Put every line of the items below into a JSON list of strings, with one string per line and no blank lines.

___ Supplied records

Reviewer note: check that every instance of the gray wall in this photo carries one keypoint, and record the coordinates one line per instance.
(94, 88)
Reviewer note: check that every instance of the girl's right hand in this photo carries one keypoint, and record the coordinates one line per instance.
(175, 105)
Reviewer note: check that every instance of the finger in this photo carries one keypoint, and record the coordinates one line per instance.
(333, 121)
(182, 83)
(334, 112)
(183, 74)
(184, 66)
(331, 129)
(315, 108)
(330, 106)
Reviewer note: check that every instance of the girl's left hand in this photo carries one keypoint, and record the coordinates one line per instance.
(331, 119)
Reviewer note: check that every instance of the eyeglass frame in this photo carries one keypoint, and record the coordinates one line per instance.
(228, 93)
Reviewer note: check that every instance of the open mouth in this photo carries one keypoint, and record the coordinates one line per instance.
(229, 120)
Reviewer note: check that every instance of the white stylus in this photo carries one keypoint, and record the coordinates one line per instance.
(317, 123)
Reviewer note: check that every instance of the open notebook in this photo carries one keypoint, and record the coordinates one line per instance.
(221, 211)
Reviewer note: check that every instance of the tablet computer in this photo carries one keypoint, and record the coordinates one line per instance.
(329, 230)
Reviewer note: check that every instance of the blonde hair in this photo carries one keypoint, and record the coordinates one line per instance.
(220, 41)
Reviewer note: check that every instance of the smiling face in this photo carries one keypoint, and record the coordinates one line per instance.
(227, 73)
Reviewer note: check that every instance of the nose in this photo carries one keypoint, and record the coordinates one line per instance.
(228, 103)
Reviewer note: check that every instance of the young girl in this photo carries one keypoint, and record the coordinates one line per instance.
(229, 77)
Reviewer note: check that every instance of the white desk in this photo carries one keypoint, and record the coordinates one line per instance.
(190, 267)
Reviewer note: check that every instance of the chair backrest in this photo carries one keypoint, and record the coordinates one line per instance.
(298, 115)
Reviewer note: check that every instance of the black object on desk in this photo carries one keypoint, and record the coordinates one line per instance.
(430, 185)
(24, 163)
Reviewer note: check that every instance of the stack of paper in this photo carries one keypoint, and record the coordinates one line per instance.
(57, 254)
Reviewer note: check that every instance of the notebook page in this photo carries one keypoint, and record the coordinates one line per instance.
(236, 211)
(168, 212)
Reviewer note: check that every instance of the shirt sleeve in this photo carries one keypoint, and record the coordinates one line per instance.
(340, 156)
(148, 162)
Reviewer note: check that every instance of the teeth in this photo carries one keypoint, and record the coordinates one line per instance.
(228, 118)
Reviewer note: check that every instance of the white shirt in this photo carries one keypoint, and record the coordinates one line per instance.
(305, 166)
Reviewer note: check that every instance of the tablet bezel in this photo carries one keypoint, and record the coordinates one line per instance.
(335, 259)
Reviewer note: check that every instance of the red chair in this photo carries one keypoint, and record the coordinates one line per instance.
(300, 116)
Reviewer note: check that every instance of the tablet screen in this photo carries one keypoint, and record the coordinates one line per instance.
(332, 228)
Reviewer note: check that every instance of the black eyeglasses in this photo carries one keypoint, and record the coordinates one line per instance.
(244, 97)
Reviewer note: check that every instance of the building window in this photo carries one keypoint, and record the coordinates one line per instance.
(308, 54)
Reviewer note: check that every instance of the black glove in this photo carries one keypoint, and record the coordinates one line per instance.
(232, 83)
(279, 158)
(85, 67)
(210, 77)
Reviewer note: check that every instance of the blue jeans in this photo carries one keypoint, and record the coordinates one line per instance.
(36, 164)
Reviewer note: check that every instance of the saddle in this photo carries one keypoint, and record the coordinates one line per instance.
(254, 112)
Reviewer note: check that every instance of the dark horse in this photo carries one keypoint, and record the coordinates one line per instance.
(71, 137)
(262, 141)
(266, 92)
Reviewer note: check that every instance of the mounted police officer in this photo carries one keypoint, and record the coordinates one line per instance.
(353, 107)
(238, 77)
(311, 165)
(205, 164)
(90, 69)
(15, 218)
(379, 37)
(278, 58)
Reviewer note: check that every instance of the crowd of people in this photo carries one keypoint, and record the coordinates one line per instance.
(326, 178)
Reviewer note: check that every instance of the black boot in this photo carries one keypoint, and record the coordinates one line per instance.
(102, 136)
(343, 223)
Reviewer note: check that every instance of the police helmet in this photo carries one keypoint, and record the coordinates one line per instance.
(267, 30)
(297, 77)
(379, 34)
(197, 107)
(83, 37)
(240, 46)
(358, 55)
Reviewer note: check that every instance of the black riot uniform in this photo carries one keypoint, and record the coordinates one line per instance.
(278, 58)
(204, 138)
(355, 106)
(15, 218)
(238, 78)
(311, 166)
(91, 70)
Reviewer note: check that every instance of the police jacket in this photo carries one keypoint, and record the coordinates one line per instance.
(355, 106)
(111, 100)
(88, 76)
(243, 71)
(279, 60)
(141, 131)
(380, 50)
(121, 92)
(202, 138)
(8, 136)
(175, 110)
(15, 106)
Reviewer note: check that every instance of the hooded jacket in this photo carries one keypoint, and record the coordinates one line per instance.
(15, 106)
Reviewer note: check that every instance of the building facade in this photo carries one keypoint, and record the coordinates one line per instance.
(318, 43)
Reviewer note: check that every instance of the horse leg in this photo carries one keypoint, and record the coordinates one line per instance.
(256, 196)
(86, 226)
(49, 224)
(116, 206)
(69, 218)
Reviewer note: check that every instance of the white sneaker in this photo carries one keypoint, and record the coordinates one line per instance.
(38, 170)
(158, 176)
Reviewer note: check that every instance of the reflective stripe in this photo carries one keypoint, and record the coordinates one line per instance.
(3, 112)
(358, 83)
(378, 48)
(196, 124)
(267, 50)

______

| Result for this task |
[
  "Reviewer note: check that every instance of the gray wall in this photo carries one keypoint, and record the coordinates one line per instance.",
  "(94, 88)",
  "Reviewer note: check that every instance of the girl's right hand in this photo carries one keypoint, and record the coordinates one line per instance.",
  "(175, 105)",
  "Reviewer note: check that every instance of the finger in this photo carries one keypoint, and record the coordinates one line per instance.",
  "(333, 121)",
  "(182, 83)",
  "(334, 112)",
  "(183, 74)",
  "(184, 66)",
  "(331, 129)",
  "(315, 108)",
  "(330, 106)",
  "Reviewer note: check that every instance of the girl's left hand in this photo carries one keypoint, and record the coordinates one line per instance.",
  "(331, 119)",
  "Reviewer note: check that every instance of the eyeglass frame in this photo carries one keypoint, and record the coordinates one line per instance.",
  "(228, 93)",
  "Reviewer note: check that every instance of the open mouth in this photo carries one keypoint, and record the coordinates one line per instance.",
  "(229, 120)",
  "Reviewer note: check that every instance of the white stylus in this photo carries one keypoint, and record the coordinates one line per instance.",
  "(317, 123)",
  "Reviewer note: check that every instance of the open notebook in this photo carries one keypoint, and record the coordinates one line per instance.",
  "(221, 211)",
  "Reviewer note: check that every instance of the tablet computer in this photo carries one keypoint, and record the coordinates one line per instance.",
  "(329, 230)",
  "Reviewer note: check that every instance of the blonde hair in this photo carries one keypoint, and record the coordinates one line per instance.",
  "(220, 41)",
  "Reviewer note: check that every instance of the smiling face in this photo carries one keypoint, and record the coordinates one line per instance.",
  "(227, 73)",
  "Reviewer note: check that every instance of the nose in this photo carries one keypoint, and record the coordinates one line per instance.",
  "(228, 103)",
  "Reviewer note: check that every instance of the young girl in this photo carries one keypoint, and record the coordinates one line per instance.",
  "(229, 77)",
  "Reviewer note: check that every instance of the white desk in this photo carries one keypoint, and record the coordinates one line per instance.",
  "(190, 267)",
  "Reviewer note: check that every instance of the chair backrest in this photo carries one keypoint, and record the coordinates one line per instance.",
  "(298, 115)",
  "Reviewer note: check that every instance of the black object on desk in this photo carries one keypoint, and record the coordinates one line per instance.",
  "(430, 185)",
  "(24, 163)",
  "Reviewer note: check that every instance of the stack of paper in this photo carries one keypoint, and record the coordinates one line per instance.",
  "(57, 254)",
  "Reviewer note: check that every instance of the notebook page in this photo carries one keypoint, and record the coordinates one line per instance.",
  "(236, 211)",
  "(168, 212)",
  "Reviewer note: check that every instance of the shirt sleeve in this photo carries one keypoint, and record the coordinates one line per instance.",
  "(340, 156)",
  "(148, 162)",
  "Reviewer note: check that every instance of the teeth in this photo carries one keypoint, and record the coordinates one line per instance.",
  "(228, 118)",
  "Reviewer note: check that every instance of the white shirt in this photo carries one keypoint, and record the coordinates one line per instance.",
  "(305, 166)",
  "Reviewer note: check that every instance of the tablet bezel in this photo carries one keypoint, and record the coordinates one line per instance.",
  "(335, 259)",
  "Reviewer note: check that every instance of the red chair in this photo carries one keypoint, and record the coordinates one line per instance.",
  "(300, 116)",
  "Reviewer note: check that every instance of the tablet screen in this photo carries one keypoint, and record the coordinates one line per instance.",
  "(332, 228)",
  "Reviewer note: check that every instance of the black eyeglasses in this photo carries one keypoint, and record the coordinates one line per instance.",
  "(244, 97)",
  "Reviewer note: check that every instance of the building window in this photo carries one keypoint, and record the coordinates one line per instance.",
  "(308, 54)",
  "Reviewer note: check that every instance of the black glove in this photo carries one keypoint, and record the coordinates one line per instance.",
  "(232, 83)",
  "(279, 158)",
  "(85, 67)",
  "(210, 77)",
  "Reviewer note: check that every instance of the blue jeans in this photo carries one keypoint, and record the coordinates one line per instance.",
  "(36, 164)",
  "Reviewer note: check that every instance of the saddle in this photo carries one keypoint, and record the coordinates one line per instance.",
  "(254, 112)",
  "Reviewer note: check that every instance of the dark horse in this photo carries one keypoint, and record the coordinates one line per instance.",
  "(71, 137)",
  "(262, 141)",
  "(266, 92)",
  "Reviewer note: check that every instance of the mounted police officer in this photo carries one keypoint, and record the coordinates one line per instance.",
  "(353, 107)",
  "(238, 77)",
  "(311, 165)",
  "(205, 164)",
  "(90, 69)",
  "(15, 218)",
  "(379, 37)",
  "(278, 58)",
  "Reviewer note: check that every instance of the crowd of people in this photo carries one keypoint, and record the coordinates one line per instance.",
  "(326, 178)",
  "Reviewer note: check that every instance of the black boot in this photo carries one keypoint, and record the coordinates one line per instance.",
  "(102, 136)",
  "(343, 223)",
  "Reviewer note: check that every instance of the police helmet in this photo carries one keypoint, and record the coordinates one line per instance.",
  "(267, 30)",
  "(297, 77)",
  "(379, 34)",
  "(197, 107)",
  "(83, 37)",
  "(240, 46)",
  "(358, 55)",
  "Reviewer note: check that every instance of the black riot uniform in this photo carries one keypoint, and record the coordinates one line per instance.",
  "(278, 58)",
  "(204, 138)",
  "(355, 106)",
  "(15, 218)",
  "(238, 78)",
  "(311, 166)",
  "(91, 70)",
  "Reviewer note: check that every instance of the police jacket in this photo carries one keypoint, and record the coordinates one line per instance.",
  "(355, 106)",
  "(111, 100)",
  "(88, 76)",
  "(243, 71)",
  "(279, 60)",
  "(141, 131)",
  "(380, 50)",
  "(121, 92)",
  "(202, 138)",
  "(8, 136)",
  "(175, 110)",
  "(15, 106)",
  "Reviewer note: check that every instance of the hooded jacket in this photo carries one keypoint, and record the coordinates one line per instance.",
  "(15, 106)",
  "Reviewer note: check that every instance of the building facade in this photo carries one keypoint, and record the coordinates one line per instance.",
  "(318, 43)",
  "Reviewer note: check that every instance of the horse leg in this photo carries one keypoint, and record the coordinates one line per instance.",
  "(256, 196)",
  "(86, 226)",
  "(49, 224)",
  "(116, 206)",
  "(69, 218)",
  "Reviewer note: check that every instance of the white sneaker in this photo carries one keypoint, and record the coordinates one line per instance.",
  "(38, 170)",
  "(158, 176)",
  "Reviewer note: check that every instance of the reflective stripe in this photo carries one keypoint, and record the coordinates one line per instance.",
  "(3, 112)",
  "(358, 83)",
  "(378, 48)",
  "(196, 124)",
  "(267, 50)"
]